A bit off topic but has anybody got Canon Connect to work reliably? I've tried but it's just too flakey and I find myself swearing loudly at an iPad and frightening passersby instead of taking photos. I'll admit I'm not the most tech savvy--I'm a photographer, not an IT department. I really wish I could just plug into an iPad with a cable.

Yes. A cranky old man--no denying it.


----------



## LDS (Mar 24, 2020)

Some observation about the service:

image.canon will have to funnel all people images using the service. It can become a bottleneck if not properly sized. It will depend on how many users will actually use the service. While it may not need much storage, bandwidth and response times will matter.
Privacy issues. Well, if your uploading to Google and even Adobe probably this doesn't matter you. But if you're uploading to download on a computer of yours, read the privacy policies. There's a lot about profiling users through images data and metadata - some of which IMHO may not be even GDPR compliant.


----------



## magarity (Mar 28, 2020)

Aaron D said:


> A bit off topic but has anybody got Canon Connect to work reliably? I've tried but it's just too flakey and I find myself swearing loudly at an iPad and frightening passersby instead of taking photos.


With Android, yes. One thing I've noticed is that the Android device wants to switch networks to connect to the internet instead of the camera, which obviously does not provide internet service. So if there is another wifi around that the Android has in its list of known networks, it will often jump off the camera and Canon Connect stops working.
Maybe your iPad is doing similar?


----------



## Aaron D (Mar 28, 2020)

magarity said:


> Maybe your iPad is doing similar?



Not unlikely. And there's a good chance it's operator error--I haven't sat down with it pre-assignment to get my mind comfortably around what it all means. I need to...


----------



## cassijones (Apr 14, 2020)

This morning I've updated my cameras (70D and 6DmkII) to this new system 'image.canon' , with a new icon on connection menu, but when I try to connect on both cameras I've got an error (err 124 - SSL ceritfication). Does anyone had the same problem? Thanks!


----------

..........

:: LIST OF TASKS ::
**1)** Copy the forum thread about Canon Connect and image.canon word for word, from its first line to its last.
**2)** Lay out the stretch of the records from the line containing "Provide the mask of every instance of the <item>person's" through the line containing "[[[249,27],[252,32],[256,32],[256,20],[252,19],[249,23]]]" as a Markdown table with the columns Row and Record Line, numbering each line and leaving out blank lines.

(Segmentation labeling records)
..........

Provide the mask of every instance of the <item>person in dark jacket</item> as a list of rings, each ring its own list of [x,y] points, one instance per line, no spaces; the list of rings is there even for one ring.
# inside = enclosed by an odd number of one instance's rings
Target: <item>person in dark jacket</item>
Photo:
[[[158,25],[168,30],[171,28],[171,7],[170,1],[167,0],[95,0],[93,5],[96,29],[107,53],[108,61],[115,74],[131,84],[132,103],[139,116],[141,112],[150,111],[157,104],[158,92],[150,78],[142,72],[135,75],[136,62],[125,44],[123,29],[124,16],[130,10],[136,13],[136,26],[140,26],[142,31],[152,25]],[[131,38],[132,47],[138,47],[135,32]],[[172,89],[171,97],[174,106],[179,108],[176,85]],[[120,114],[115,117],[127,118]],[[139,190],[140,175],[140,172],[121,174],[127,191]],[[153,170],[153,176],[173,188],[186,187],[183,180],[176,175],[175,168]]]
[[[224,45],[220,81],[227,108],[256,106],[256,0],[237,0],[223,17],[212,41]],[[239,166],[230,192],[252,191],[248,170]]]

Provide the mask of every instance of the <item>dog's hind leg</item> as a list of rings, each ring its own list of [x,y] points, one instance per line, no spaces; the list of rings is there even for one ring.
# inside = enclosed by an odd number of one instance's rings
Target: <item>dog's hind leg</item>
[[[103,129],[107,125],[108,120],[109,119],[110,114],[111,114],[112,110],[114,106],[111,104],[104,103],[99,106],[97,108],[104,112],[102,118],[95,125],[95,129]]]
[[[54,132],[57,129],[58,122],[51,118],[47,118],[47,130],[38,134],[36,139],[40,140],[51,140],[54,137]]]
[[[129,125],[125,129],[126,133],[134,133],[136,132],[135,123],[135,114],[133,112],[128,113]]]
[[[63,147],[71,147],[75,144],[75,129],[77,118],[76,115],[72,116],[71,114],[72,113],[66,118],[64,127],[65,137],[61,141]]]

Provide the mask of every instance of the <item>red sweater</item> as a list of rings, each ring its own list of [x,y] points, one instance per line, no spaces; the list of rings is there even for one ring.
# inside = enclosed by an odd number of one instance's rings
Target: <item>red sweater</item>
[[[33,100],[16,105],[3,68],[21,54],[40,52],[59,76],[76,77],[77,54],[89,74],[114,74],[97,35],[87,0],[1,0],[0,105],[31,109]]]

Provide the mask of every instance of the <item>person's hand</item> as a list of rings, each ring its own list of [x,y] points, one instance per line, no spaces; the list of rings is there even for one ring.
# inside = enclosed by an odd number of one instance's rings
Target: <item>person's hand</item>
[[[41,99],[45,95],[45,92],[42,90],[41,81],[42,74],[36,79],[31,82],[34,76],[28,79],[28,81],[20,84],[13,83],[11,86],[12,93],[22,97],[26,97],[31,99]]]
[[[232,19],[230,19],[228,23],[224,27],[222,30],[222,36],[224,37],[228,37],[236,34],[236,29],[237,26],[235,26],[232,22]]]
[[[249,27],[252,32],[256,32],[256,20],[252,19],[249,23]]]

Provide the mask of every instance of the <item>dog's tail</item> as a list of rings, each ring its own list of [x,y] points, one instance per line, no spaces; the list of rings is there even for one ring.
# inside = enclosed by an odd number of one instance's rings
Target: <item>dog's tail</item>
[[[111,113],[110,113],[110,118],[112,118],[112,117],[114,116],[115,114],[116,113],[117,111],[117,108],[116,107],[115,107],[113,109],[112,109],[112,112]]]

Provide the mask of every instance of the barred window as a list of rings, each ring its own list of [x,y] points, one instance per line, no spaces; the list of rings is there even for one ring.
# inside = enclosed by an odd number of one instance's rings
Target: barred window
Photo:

..........

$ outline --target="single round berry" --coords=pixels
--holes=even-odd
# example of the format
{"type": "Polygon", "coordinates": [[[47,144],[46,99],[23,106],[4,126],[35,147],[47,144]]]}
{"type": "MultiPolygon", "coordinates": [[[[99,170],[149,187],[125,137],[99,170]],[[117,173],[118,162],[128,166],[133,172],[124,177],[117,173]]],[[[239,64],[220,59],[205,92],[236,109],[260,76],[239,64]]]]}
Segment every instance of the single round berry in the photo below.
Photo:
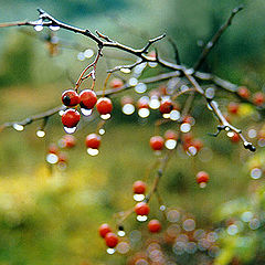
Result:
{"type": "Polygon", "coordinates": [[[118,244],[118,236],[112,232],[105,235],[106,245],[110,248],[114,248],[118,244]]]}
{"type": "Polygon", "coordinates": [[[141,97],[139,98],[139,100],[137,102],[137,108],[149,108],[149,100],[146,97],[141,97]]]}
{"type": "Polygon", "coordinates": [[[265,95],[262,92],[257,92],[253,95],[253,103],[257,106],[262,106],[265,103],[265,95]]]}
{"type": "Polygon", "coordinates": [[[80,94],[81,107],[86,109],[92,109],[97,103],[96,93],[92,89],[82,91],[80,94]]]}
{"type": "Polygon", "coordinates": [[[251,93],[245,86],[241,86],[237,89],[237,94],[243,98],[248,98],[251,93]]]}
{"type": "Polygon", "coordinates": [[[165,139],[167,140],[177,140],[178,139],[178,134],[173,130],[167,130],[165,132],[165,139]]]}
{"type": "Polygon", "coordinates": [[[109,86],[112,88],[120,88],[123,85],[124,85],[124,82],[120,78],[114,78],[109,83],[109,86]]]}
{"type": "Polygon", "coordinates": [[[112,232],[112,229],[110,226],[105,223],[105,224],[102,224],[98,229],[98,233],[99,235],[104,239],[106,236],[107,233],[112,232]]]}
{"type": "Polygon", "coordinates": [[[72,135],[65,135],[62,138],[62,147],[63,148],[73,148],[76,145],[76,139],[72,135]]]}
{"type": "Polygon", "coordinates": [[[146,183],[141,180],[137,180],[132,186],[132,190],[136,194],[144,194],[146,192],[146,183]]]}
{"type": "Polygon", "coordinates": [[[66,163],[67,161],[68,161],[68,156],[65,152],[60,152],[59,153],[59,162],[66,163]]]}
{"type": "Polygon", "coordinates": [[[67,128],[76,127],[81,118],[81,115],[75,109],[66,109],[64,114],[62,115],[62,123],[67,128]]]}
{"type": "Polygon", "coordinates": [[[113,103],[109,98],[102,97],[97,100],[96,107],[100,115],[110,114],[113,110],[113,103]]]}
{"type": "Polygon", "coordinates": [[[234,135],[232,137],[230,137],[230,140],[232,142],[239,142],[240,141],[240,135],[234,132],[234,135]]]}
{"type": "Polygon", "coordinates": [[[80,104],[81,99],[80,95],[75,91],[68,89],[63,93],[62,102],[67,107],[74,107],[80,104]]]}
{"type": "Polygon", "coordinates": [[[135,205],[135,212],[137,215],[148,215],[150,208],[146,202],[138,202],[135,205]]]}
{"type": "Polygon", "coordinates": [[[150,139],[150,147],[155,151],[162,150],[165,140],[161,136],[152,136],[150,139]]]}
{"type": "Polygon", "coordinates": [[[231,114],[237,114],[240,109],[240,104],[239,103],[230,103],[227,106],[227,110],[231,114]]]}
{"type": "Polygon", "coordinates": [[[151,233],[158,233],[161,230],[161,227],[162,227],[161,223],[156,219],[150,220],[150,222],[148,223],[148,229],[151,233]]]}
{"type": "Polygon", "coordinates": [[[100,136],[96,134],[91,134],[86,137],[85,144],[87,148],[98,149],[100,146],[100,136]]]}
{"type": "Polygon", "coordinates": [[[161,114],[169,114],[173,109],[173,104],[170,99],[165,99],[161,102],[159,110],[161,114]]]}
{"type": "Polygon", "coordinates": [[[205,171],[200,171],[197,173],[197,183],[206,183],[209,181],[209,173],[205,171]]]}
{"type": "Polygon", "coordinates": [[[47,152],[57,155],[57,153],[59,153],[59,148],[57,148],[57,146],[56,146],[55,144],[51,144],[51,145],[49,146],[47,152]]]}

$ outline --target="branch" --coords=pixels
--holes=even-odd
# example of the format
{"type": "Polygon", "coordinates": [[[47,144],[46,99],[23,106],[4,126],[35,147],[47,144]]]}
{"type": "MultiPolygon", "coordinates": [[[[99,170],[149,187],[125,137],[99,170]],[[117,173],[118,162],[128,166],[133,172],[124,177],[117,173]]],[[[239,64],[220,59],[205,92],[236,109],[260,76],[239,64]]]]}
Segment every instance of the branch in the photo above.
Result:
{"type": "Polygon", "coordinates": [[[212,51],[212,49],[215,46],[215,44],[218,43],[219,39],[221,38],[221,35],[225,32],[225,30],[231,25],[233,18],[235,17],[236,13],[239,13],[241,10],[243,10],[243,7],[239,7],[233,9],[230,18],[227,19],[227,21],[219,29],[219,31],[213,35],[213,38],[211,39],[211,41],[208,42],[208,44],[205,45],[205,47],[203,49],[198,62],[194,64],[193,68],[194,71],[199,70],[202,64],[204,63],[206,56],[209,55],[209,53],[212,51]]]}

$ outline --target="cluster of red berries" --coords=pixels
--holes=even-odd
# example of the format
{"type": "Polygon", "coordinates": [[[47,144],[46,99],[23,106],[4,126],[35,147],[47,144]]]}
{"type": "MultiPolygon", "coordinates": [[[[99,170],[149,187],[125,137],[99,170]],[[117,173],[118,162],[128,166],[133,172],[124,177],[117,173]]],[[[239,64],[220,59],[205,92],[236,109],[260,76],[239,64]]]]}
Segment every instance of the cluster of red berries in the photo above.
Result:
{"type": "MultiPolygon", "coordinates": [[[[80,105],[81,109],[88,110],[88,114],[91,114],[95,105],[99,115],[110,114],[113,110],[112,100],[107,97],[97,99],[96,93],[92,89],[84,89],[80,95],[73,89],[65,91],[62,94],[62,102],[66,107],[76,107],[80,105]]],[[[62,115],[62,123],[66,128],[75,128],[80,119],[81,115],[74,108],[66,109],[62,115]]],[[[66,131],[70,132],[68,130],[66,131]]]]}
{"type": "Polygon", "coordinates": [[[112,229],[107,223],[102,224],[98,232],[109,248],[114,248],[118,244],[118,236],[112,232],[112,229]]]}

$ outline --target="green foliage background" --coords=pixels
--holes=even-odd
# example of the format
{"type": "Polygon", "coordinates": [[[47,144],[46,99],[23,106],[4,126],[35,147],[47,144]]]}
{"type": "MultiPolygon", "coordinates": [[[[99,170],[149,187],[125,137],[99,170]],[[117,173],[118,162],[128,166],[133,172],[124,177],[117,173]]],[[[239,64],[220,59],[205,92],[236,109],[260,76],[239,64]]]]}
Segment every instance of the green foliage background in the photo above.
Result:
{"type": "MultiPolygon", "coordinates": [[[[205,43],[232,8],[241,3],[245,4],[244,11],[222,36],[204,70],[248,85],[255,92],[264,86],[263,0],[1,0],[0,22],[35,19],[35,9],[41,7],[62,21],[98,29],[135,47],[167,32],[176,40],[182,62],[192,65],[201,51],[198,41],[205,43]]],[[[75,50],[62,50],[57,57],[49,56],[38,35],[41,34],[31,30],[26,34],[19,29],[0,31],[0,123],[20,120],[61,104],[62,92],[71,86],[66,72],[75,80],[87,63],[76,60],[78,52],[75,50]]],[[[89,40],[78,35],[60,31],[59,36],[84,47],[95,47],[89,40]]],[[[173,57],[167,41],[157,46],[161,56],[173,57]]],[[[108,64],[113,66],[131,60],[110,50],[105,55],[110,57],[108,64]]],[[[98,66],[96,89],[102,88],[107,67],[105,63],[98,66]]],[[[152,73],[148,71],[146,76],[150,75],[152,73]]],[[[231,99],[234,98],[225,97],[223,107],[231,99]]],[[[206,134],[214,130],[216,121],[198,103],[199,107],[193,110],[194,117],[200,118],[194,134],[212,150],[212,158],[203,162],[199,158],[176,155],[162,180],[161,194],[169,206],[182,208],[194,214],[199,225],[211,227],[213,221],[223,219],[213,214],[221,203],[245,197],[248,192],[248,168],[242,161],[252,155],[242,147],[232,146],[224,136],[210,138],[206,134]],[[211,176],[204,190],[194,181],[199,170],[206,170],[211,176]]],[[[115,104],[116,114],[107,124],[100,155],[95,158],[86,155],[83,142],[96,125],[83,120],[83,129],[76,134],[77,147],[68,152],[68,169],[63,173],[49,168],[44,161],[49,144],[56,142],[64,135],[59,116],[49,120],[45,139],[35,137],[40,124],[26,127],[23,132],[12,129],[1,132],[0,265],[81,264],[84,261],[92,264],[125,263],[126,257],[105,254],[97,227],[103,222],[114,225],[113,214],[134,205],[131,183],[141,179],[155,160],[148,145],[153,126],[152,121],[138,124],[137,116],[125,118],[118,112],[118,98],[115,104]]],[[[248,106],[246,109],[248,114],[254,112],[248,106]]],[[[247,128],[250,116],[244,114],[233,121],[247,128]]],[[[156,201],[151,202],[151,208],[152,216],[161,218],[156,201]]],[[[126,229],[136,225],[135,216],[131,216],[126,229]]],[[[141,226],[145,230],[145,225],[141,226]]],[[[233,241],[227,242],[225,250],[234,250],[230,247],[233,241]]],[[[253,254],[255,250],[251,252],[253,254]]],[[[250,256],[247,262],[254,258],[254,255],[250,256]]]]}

..........

:: OUTPUTS FOR THE TASKS ::
**1)**
A bit off topic but has anybody got Canon Connect to work reliably? I've tried but it's just too flakey and I find myself swearing loudly at an iPad and frightening passersby instead of taking photos. I'll admit I'm not the most tech savvy--I'm a photographer, not an IT department. I really wish I could just plug into an iPad with a cable.

Yes. A cranky old man--no denying it.


----------



## LDS (Mar 24, 2020)

Some observation about the service:

image.canon will have to funnel all people images using the service. It can become a bottleneck if not properly sized. It will depend on how many users will actually use the service. While it may not need much storage, bandwidth and response times will matter.
Privacy issues. Well, if your uploading to Google and even Adobe probably this doesn't matter you. But if you're uploading to download on a computer of yours, read the privacy policies. There's a lot about profiling users through images data and metadata - some of which IMHO may not be even GDPR compliant.


----------



## magarity (Mar 28, 2020)

Aaron D said:


> A bit off topic but has anybody got Canon Connect to work reliably? I've tried but it's just too flakey and I find myself swearing loudly at an iPad and frightening passersby instead of taking photos.


With Android, yes. One thing I've noticed is that the Android device wants to switch networks to connect to the internet instead of the camera, which obviously does not provide internet service. So if there is another wifi around that the Android has in its list of known networks, it will often jump off the camera and Canon Connect stops working.
Maybe your iPad is doing similar?


----------



## Aaron D (Mar 28, 2020)

magarity said:


> Maybe your iPad is doing similar?



Not unlikely. And there's a good chance it's operator error--I haven't sat down with it pre-assignment to get my mind comfortably around what it all means. I need to...


----------



## cassijones (Apr 14, 2020)

This morning I've updated my cameras (70D and 6DmkII) to this new system 'image.canon' , with a new icon on connection menu, but when I try to connect on both cameras I've got an error (err 124 - SSL ceritfication). Does anyone had the same problem? Thanks!


----------

**2)**
| Row | Record Line |
|---|---|
| 1 | Provide the mask of every instance of the <item>person's hand</item> as a list of rings, each ring its own list of [x,y] points, one instance per line, no spaces; the list of rings is there even for one ring. |
| 2 | # inside = enclosed by an odd number of one instance's rings |
| 3 | Target: <item>person's hand</item> |
| 4 | [[[41,99],[45,95],[45,92],[42,90],[41,81],[42,74],[36,79],[31,82],[34,76],[28,79],[28,81],[20,84],[13,83],[11,86],[12,93],[22,97],[26,97],[31,99]]] |
| 5 | [[[232,19],[230,19],[228,23],[224,27],[222,30],[222,36],[224,37],[228,37],[236,34],[236,29],[237,26],[235,26],[232,22]]] |
| 6 | [[[249,27],[252,32],[256,32],[256,20],[252,19],[249,23]]] |